§ **Challenge**
Reproduce everything from the line containing "Please trace the outline of every instance of the bare" down to the line containing "185 163 L 177", with "bare tree" replaced by "leafless tree" and nothing else altered.
── Source records ──
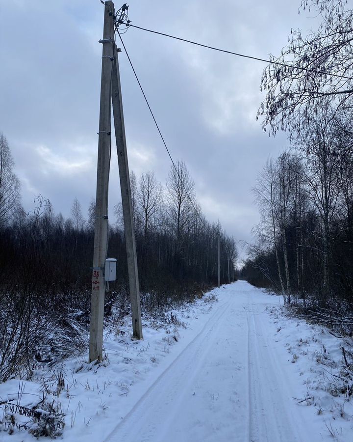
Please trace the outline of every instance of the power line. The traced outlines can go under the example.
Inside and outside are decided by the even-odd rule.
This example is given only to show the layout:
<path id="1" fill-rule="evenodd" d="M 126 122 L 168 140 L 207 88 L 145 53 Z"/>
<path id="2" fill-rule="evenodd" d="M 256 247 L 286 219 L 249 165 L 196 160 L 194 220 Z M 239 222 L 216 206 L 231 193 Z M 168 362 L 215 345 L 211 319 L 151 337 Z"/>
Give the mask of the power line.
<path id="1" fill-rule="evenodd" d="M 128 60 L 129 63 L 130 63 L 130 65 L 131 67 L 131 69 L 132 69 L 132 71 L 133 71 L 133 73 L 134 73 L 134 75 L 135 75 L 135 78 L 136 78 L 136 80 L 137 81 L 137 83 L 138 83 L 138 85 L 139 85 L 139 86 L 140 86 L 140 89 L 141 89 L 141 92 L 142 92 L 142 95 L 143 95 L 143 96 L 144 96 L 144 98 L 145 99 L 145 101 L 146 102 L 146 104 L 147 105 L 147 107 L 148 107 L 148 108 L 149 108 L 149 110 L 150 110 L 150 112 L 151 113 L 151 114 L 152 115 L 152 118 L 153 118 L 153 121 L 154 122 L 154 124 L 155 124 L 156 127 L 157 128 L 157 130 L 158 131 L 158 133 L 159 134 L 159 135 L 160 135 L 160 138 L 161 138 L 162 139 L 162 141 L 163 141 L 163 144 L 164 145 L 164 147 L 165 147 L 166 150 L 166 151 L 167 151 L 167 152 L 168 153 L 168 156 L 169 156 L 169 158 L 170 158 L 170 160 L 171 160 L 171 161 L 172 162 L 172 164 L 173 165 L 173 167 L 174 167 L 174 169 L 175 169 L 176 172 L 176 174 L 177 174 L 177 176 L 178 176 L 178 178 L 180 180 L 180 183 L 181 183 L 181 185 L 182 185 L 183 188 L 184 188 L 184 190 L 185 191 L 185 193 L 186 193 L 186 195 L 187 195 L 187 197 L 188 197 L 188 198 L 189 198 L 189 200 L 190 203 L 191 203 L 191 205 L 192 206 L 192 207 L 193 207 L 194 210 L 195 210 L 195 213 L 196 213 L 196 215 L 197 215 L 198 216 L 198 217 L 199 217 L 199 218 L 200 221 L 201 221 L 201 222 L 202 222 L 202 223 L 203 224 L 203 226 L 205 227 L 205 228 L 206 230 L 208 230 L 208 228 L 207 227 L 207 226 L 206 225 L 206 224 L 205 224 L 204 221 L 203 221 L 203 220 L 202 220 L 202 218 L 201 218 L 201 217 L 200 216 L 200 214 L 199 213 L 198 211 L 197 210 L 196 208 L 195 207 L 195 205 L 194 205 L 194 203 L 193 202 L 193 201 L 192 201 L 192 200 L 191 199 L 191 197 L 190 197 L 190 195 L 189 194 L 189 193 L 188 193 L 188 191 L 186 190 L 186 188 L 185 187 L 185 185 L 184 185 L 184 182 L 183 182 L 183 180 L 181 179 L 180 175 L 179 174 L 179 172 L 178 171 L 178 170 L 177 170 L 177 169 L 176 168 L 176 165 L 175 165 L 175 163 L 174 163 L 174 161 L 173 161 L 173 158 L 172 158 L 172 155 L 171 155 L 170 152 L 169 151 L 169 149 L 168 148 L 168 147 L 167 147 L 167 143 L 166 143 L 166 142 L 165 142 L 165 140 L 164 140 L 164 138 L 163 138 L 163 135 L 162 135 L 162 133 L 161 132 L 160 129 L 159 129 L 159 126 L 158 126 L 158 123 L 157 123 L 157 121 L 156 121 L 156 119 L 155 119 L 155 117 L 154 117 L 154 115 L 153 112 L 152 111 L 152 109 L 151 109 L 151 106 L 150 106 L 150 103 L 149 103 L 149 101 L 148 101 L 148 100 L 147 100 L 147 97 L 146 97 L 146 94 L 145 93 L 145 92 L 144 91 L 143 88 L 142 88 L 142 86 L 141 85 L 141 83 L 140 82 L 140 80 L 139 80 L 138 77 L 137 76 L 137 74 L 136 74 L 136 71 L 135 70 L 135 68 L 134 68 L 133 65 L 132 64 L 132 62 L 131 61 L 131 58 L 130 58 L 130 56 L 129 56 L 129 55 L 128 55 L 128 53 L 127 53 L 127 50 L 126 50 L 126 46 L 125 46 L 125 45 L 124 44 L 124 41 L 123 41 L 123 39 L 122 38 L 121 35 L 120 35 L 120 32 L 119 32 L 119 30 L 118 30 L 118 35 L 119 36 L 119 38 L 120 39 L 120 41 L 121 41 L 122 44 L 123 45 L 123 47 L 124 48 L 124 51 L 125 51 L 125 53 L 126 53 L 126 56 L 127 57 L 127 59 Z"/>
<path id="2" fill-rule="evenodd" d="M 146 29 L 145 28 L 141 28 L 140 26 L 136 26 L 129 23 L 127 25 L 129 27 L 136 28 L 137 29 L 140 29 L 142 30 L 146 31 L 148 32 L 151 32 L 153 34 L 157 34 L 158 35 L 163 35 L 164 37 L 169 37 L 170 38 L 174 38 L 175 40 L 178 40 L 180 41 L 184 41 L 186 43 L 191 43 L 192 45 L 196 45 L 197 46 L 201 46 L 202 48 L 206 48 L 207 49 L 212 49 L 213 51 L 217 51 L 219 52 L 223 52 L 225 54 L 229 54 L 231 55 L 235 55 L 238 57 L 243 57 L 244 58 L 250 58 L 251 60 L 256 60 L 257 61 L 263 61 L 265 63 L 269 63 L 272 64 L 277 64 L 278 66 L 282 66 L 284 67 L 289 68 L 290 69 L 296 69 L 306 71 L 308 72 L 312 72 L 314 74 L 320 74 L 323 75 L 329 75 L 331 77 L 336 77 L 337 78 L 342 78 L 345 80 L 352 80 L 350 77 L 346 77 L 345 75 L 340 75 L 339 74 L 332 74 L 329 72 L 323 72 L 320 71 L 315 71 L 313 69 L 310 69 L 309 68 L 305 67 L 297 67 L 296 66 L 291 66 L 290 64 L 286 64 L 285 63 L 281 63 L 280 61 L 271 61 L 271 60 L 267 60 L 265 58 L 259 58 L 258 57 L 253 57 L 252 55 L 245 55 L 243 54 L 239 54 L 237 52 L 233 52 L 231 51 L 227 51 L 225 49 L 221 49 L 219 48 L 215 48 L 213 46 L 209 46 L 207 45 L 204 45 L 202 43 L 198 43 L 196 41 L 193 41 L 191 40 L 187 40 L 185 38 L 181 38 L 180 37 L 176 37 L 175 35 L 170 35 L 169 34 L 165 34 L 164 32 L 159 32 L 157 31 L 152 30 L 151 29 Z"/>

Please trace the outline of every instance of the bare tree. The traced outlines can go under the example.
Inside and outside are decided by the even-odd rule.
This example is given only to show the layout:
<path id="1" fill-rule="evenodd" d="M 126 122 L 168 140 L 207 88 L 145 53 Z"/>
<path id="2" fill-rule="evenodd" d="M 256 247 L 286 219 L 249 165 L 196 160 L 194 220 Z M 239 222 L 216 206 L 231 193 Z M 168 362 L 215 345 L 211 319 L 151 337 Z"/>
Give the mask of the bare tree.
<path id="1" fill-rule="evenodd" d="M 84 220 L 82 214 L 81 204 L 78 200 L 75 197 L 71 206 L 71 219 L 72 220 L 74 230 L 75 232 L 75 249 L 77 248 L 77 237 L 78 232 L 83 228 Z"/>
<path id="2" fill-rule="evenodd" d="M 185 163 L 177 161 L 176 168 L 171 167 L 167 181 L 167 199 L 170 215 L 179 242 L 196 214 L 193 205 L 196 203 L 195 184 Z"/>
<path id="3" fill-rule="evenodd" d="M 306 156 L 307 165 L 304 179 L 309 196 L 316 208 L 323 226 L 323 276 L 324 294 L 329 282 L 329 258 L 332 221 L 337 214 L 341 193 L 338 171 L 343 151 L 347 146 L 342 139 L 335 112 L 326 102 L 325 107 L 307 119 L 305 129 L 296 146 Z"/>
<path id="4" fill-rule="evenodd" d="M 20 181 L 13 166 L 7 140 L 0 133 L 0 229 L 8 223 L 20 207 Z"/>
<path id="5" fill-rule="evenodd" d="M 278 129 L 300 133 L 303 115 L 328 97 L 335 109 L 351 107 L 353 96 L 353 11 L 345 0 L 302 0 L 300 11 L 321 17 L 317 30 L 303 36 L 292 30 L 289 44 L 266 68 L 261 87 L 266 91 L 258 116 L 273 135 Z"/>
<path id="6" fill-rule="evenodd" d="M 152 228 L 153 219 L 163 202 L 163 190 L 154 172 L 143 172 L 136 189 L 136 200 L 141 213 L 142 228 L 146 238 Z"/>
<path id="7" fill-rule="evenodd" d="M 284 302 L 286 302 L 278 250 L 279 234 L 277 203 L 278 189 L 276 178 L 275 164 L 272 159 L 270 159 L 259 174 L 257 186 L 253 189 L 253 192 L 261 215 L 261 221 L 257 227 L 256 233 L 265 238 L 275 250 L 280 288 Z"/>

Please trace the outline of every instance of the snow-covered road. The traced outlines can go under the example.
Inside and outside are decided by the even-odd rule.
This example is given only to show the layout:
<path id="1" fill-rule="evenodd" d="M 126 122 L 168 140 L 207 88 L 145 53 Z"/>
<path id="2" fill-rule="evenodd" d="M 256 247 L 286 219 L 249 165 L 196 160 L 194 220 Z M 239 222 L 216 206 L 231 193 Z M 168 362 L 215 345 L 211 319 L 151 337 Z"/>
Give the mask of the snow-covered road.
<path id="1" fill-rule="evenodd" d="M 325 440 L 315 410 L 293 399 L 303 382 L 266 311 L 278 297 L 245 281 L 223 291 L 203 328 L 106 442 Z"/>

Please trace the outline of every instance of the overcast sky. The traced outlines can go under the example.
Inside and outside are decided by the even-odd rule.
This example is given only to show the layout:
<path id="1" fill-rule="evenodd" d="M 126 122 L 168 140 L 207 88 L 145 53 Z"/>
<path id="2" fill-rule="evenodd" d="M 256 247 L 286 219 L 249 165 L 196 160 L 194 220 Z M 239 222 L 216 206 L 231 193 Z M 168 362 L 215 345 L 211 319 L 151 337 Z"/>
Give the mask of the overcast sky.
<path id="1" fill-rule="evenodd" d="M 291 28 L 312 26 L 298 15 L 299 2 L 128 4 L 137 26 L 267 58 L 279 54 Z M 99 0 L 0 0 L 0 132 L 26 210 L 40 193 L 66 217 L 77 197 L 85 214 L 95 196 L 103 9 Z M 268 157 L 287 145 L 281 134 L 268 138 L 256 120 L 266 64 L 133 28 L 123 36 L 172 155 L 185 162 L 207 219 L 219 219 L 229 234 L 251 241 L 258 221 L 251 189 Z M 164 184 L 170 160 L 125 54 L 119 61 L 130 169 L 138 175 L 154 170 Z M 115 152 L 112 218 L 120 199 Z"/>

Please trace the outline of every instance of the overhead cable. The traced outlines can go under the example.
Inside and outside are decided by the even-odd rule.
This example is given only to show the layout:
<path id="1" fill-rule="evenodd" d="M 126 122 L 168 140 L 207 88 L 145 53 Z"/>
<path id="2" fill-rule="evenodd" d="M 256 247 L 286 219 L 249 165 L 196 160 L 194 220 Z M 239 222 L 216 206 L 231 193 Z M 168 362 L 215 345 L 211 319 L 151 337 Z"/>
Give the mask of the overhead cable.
───
§ **Exercise response**
Please trace the outline of every instance of the leafless tree. The traced outlines can go under the example.
Inside and outside are decided by the even-odd rule.
This example is given only to show the layout:
<path id="1" fill-rule="evenodd" d="M 126 122 L 168 140 L 207 88 L 145 53 Z"/>
<path id="2" fill-rule="evenodd" d="M 256 247 L 286 219 L 249 165 L 196 160 L 194 220 Z M 239 222 L 216 206 L 231 193 Z M 168 362 L 215 345 L 211 319 L 151 337 Z"/>
Give the mask of the leafless tree.
<path id="1" fill-rule="evenodd" d="M 84 220 L 82 214 L 81 204 L 78 200 L 75 197 L 71 206 L 71 219 L 72 220 L 74 230 L 75 232 L 75 249 L 77 248 L 77 237 L 78 232 L 83 228 Z"/>
<path id="2" fill-rule="evenodd" d="M 185 163 L 177 161 L 176 168 L 171 167 L 167 181 L 167 199 L 170 215 L 179 242 L 196 214 L 193 205 L 196 203 L 195 184 Z"/>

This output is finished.